Copy all records exactly; omit pictures.
* * * * * * * * *
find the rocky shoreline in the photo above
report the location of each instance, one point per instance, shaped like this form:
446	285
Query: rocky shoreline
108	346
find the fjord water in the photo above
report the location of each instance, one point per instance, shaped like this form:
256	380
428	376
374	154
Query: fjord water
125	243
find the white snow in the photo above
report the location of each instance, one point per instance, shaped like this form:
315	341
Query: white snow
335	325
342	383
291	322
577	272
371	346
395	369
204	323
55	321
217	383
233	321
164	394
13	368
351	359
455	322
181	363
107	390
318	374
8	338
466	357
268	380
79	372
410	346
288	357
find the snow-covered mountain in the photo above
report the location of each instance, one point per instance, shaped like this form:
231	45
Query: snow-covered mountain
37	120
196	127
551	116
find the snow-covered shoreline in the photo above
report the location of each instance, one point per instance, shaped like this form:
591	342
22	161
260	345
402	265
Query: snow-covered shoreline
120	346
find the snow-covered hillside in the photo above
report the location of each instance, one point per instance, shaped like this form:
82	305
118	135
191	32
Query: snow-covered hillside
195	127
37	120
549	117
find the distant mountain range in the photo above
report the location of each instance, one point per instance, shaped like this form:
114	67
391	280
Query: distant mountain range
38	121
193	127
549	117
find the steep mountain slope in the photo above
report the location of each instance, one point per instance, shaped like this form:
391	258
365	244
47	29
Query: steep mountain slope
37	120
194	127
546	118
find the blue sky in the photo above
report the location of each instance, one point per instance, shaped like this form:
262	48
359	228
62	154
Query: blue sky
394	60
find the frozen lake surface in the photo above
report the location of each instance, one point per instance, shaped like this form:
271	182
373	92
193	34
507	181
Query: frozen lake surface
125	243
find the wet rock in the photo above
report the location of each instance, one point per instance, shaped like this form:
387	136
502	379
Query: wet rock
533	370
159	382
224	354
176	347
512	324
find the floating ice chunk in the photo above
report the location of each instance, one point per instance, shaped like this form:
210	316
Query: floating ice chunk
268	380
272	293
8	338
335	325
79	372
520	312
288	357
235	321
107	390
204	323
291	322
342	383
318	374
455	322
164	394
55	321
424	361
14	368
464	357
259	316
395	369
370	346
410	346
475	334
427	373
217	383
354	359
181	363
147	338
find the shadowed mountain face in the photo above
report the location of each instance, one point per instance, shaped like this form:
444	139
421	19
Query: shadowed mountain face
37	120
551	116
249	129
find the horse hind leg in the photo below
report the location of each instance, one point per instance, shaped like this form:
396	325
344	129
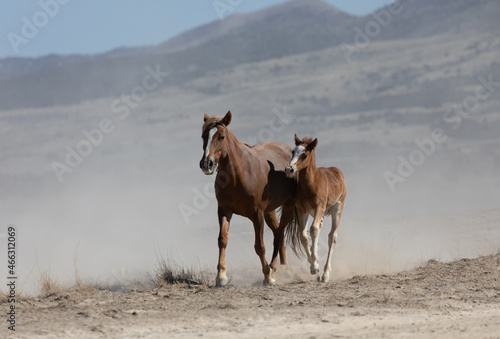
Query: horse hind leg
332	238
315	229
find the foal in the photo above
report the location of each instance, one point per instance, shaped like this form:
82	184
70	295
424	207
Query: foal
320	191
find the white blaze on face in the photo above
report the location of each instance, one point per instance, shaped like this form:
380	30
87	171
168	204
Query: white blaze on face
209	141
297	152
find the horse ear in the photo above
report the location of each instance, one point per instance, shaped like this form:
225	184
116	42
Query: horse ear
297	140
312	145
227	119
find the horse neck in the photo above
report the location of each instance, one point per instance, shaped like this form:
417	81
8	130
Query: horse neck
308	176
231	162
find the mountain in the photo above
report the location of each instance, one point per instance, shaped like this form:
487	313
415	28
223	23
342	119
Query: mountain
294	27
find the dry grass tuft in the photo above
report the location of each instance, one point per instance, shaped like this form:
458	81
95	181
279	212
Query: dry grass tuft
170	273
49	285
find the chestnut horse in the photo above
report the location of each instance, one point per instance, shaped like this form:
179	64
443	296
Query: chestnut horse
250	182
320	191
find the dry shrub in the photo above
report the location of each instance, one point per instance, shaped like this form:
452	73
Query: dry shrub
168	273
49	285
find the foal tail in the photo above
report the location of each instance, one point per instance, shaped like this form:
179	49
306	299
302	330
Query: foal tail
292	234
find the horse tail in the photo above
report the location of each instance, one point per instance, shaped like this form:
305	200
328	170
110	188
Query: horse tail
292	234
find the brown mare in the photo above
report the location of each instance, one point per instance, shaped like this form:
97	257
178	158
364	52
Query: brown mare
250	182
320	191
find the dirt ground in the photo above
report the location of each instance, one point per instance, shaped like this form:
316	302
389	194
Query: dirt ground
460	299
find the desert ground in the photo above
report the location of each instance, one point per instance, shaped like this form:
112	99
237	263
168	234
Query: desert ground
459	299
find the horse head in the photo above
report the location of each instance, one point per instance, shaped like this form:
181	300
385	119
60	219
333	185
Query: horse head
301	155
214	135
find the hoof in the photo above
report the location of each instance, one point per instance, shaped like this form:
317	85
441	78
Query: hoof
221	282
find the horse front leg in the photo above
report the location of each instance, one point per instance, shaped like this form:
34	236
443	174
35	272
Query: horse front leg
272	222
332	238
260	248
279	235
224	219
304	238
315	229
* * * * * * * * *
**REPLY:**
find the rocky shoreline in the photo above
report the location of each instance, one point per instance, shaped like this form:
446	285
Query: rocky shoreline
108	346
find the fjord water in the photo above
report the location of each instance, one point per instance, shaped like this form:
256	380
428	376
374	154
Query: fjord water
125	243
find the white snow in the photo above
report the location of each instance, one point per instance, shaped like this form:
315	341
Query: white snow
335	325
342	383
291	322
577	272
371	346
395	369
204	323
55	321
217	383
233	321
164	394
13	368
351	359
455	322
181	363
107	390
318	374
8	338
466	357
268	380
79	372
410	346
288	357
find the snow-covered mountain in the photo above
report the location of each instance, one point per instance, shaped like this form:
231	45
Query: snow-covered mountain
37	120
196	127
551	116
find the snow-covered shoreline in the photo above
report the location of each instance, one point per instance, shaped like this form:
591	342
22	161
260	345
402	265
Query: snow-covered shoreline
120	346
find the snow-covered hillside in the photo above
report the location of each instance, one point per instance, shaped like this form:
82	305
118	135
191	32
Query: snow-covered hillside
195	127
37	120
549	117
find the distant mountain range in the photo above
report the location of each instance, one point per instance, shaped like this form:
114	67
391	280
Query: distant mountain range
38	121
193	127
549	117
find the steep mountain slope in the photo above
report the location of each instance, one point per instance, shaped like this form:
391	258
365	244
47	29
Query: steep mountain slope
37	120
194	127
546	118
find the blue sky in the photo above
report the location of each instance, one point per instance, shaped like this form:
262	48
359	228
62	154
Query: blue sky
394	60
find the frozen lake surface in the photo above
report the location of each instance, one point per instance, shaped like this form:
271	182
373	92
193	34
507	181
Query: frozen lake surface
125	243
find the wet rock in the photo above
report the location of each instance, one point per instance, shaped like this form:
387	136
502	379
Query: wet rock
533	370
159	382
224	354
176	347
512	324
find the floating ice chunk in the photo above
report the location of each instance, one point per instance, shaped like this form:
210	316
Query: floating ice chunk
268	380
272	293
8	338
335	325
79	372
520	312
288	357
235	321
107	390
204	323
291	322
342	383
318	374
455	322
164	394
55	321
424	361
14	368
464	357
259	316
395	369
370	346
410	346
475	334
427	373
217	383
354	359
181	363
147	338
find the shadowed mountain face in the photo above
report the location of each instance, one point per instance, shaped like this form:
444	139
421	19
Query: shadowed mountain face
37	120
551	116
249	129
find the horse hind leg in the photo below
report the location of each instance, one point per instance, shaped like this form:
396	325
344	129
Query: horse hind leg
332	238
315	229
find the foal in the photo above
report the location of each instance, one point per instance, shaped like this form:
82	184
70	295
424	207
Query: foal
320	191
find the white blaze on face in the photo above
report the location of each instance, one point per instance, shaped like this form:
380	30
87	171
168	204
Query: white blaze on face
209	141
297	152
find the horse ear in the photo above
report the location of each instance, one point per instance, shaped like this form:
225	184
116	42
Query: horse ear
297	140
312	145
227	119
find the horse neck in the photo above
report the location of each instance, one point per instance, shaped like this form:
417	81
8	130
Query: horse neck
308	176
231	162
find the mountain in the photo above
report the location of each instance, one point per instance, shaped like this form:
487	313
415	28
223	23
342	119
Query: mountain
294	27
find the dry grass tuft in the photo above
report the location of each instance, one point per instance, shaped like this form:
458	81
95	181
279	212
Query: dry grass tuft
170	273
49	285
find the chestnut horse in the photo above
report the location of each instance, one point per instance, shaped like this form:
179	64
443	296
Query: chestnut horse
250	182
320	191
find the dry shrub in the photo above
report the location of each instance, one point per instance, shaped like this form:
452	73
Query: dry shrub
168	273
49	285
find the foal tail in the photo above
report the location of each instance, one point per instance, shaped like this form:
179	49
306	299
302	330
Query: foal tail
292	234
find the horse tail in the photo above
report the location of each instance, one point per instance, shaped like this form:
305	200
328	170
110	188
Query: horse tail
292	234
find the brown mare in the photo above
report the location of each instance, one point per instance, shaped like this form:
97	257
178	158
364	52
Query: brown mare
250	182
320	191
find the dirt ground in the photo above
report the location of each instance, one point per instance, shaped like this form:
316	302
389	194
Query: dirt ground
460	299
find the desert ground in the photo above
report the location of each instance, one point per instance, shaped like this form:
112	99
237	263
168	234
Query: desert ground
459	299
find the horse head in the photo above
report the location of each instance, one point per instance, shaped like this form:
181	300
385	119
60	219
333	185
Query: horse head
301	155
214	135
find the hoof in the photo above
report the location of each instance, one point per instance, shaped like this form:
317	85
441	78
Query: hoof
221	282
find the horse front leg in the photo above
report the location of each instance, one point per instance, shaped like this form:
34	236
443	174
35	272
Query: horse front leg
272	222
332	238
260	248
279	235
224	219
304	238
315	229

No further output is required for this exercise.